Your assignment:
Which lines of the data contain the string "cloud"? Copy every one.

(Saved entries)
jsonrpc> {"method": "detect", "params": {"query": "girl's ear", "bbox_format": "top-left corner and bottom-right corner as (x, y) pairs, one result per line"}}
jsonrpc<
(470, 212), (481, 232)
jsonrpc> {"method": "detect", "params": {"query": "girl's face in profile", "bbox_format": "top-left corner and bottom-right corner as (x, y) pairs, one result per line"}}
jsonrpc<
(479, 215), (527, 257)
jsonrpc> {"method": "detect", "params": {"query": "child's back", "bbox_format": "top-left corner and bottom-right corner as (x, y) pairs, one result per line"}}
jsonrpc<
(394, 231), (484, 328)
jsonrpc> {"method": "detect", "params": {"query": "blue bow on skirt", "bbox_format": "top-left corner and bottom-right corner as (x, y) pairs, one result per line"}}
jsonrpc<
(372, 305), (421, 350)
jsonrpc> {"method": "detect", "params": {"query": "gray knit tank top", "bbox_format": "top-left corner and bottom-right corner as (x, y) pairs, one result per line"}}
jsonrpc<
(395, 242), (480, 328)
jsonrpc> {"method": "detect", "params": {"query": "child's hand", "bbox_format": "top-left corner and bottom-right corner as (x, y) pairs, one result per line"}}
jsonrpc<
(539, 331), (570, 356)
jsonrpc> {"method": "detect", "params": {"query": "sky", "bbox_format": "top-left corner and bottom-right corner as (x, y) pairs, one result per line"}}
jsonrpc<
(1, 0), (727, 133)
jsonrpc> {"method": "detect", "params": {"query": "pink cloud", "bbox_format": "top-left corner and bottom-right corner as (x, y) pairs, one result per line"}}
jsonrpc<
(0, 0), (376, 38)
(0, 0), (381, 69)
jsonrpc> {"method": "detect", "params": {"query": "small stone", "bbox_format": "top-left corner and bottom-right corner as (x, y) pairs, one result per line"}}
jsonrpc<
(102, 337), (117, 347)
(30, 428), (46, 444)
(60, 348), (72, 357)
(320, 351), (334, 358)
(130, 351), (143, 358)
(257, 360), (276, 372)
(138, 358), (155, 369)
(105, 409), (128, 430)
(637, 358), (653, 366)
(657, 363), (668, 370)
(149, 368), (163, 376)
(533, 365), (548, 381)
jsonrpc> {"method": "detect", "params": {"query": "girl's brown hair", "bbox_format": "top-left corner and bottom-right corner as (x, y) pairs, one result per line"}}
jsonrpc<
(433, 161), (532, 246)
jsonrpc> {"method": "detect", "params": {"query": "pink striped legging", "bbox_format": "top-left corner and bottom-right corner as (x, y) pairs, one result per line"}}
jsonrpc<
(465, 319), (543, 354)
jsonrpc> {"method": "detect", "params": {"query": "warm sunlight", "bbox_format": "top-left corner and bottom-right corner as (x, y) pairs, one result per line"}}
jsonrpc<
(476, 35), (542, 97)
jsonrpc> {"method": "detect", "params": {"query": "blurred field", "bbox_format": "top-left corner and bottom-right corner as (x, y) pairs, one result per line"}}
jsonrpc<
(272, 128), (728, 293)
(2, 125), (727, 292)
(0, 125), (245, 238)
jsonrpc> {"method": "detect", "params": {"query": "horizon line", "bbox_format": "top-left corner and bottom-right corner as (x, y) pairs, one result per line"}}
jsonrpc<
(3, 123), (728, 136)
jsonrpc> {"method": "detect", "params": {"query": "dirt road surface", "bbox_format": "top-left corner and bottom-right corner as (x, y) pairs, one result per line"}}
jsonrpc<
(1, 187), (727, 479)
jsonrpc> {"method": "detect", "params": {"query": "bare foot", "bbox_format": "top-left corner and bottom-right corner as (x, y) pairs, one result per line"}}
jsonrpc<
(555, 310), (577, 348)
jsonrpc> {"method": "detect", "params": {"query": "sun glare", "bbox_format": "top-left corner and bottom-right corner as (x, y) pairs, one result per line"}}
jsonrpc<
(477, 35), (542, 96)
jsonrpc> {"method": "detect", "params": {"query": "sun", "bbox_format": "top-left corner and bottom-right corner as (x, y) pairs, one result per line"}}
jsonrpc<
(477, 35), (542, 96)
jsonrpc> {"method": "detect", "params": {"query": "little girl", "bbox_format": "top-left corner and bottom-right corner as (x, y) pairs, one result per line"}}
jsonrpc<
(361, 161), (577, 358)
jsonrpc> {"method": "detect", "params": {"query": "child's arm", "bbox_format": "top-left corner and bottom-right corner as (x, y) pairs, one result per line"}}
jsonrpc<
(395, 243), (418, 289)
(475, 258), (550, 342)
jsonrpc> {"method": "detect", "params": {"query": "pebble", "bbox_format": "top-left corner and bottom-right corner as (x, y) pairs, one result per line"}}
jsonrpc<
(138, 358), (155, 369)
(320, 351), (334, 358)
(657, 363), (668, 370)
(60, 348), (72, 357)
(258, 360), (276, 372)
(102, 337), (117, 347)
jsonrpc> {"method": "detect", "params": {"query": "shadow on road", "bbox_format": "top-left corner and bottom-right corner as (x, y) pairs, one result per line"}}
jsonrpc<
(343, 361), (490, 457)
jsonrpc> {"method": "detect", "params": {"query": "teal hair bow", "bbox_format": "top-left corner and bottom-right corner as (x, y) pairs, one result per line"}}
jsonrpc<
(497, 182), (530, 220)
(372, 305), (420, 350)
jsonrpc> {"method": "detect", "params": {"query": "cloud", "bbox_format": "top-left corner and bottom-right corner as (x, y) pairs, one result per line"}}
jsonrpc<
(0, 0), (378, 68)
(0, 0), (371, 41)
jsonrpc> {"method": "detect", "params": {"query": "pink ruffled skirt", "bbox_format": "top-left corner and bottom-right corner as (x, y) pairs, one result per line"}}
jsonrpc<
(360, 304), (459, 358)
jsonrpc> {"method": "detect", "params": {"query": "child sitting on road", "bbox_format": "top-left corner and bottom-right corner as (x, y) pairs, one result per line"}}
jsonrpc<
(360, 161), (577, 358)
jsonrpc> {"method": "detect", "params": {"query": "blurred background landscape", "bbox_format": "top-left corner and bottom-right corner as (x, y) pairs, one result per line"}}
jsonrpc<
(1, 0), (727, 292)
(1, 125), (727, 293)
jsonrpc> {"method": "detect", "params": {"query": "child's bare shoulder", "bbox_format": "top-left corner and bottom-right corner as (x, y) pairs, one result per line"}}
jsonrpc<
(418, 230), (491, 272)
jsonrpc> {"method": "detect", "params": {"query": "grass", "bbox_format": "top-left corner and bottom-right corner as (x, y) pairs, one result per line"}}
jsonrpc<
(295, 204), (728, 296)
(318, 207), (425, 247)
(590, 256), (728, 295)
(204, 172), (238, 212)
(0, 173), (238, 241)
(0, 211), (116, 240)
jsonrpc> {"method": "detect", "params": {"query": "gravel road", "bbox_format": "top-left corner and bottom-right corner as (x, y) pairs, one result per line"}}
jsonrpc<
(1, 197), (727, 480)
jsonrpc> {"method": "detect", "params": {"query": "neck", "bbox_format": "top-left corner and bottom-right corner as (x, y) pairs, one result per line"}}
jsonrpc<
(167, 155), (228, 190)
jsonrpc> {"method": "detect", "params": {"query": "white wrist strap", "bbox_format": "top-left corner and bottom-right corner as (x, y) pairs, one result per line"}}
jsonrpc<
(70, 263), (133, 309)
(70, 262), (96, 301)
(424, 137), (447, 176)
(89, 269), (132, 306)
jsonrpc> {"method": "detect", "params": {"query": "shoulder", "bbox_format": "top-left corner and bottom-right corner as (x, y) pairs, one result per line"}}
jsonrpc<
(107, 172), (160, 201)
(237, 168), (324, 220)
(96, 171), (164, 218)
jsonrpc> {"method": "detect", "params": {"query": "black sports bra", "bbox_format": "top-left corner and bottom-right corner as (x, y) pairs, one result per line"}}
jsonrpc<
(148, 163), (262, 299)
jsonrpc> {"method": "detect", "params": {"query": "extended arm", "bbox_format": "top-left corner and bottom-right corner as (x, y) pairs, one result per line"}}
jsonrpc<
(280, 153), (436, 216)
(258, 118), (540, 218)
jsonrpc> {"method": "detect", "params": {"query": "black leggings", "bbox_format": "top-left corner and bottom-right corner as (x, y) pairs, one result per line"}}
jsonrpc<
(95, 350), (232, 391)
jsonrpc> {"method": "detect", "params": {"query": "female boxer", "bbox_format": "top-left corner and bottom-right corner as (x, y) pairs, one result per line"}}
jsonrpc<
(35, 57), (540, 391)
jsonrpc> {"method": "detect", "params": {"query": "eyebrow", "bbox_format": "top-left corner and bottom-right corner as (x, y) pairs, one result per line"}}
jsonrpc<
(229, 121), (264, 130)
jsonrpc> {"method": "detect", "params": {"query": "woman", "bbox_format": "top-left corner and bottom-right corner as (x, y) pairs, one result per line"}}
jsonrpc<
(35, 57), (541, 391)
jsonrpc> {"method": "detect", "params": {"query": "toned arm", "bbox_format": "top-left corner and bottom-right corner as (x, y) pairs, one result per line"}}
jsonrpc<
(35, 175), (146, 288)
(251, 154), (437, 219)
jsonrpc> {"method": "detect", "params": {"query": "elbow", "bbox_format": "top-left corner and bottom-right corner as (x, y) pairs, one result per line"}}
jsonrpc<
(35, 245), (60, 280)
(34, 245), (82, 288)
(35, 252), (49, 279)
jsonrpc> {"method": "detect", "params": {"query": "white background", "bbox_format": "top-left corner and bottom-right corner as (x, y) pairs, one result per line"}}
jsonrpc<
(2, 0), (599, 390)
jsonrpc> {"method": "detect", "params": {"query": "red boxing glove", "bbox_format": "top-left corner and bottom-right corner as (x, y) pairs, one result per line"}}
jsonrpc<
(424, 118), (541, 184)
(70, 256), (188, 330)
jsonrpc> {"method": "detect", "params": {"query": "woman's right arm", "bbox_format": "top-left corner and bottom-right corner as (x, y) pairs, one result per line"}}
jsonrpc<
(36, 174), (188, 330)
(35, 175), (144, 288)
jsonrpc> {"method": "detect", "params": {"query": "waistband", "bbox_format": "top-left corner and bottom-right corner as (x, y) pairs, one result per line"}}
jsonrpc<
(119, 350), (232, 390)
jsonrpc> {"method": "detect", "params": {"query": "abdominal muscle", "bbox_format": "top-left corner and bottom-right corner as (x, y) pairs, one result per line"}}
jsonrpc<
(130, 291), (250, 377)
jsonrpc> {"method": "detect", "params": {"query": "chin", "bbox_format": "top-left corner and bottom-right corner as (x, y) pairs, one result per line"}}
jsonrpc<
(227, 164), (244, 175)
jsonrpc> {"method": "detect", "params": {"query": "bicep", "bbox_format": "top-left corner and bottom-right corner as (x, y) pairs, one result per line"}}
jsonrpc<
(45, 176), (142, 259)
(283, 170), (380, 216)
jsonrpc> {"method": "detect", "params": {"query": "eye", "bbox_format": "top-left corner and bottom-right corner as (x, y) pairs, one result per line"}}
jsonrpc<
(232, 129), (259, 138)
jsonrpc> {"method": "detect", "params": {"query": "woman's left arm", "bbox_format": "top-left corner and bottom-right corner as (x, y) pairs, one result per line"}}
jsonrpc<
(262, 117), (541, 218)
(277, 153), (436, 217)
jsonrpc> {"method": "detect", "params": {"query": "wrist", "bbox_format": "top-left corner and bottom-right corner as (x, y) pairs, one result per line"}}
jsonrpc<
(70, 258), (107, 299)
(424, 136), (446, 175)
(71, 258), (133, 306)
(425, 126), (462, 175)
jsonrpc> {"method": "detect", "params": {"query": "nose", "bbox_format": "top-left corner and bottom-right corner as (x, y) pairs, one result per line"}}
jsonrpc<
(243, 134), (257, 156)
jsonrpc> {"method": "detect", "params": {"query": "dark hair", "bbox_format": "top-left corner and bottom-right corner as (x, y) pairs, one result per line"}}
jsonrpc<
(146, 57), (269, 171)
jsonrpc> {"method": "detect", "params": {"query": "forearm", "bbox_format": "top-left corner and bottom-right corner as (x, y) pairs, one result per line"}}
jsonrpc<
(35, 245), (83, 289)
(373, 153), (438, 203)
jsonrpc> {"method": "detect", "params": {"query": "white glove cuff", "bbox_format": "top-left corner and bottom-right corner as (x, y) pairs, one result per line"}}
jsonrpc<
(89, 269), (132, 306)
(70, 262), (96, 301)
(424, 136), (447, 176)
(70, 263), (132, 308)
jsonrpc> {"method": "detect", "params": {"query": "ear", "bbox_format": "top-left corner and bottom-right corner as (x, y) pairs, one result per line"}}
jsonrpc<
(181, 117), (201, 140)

Solution to this exercise:
jsonrpc> {"method": "detect", "params": {"query": "pink cloud", "bbox_format": "top-left corner and bottom-right corner as (x, y) pairs, one result per line"}}
jsonrpc> {"method": "detect", "params": {"query": "cloud", "bbox_format": "top-left corner and bottom-right corner as (x, y) pairs, one result per line"}}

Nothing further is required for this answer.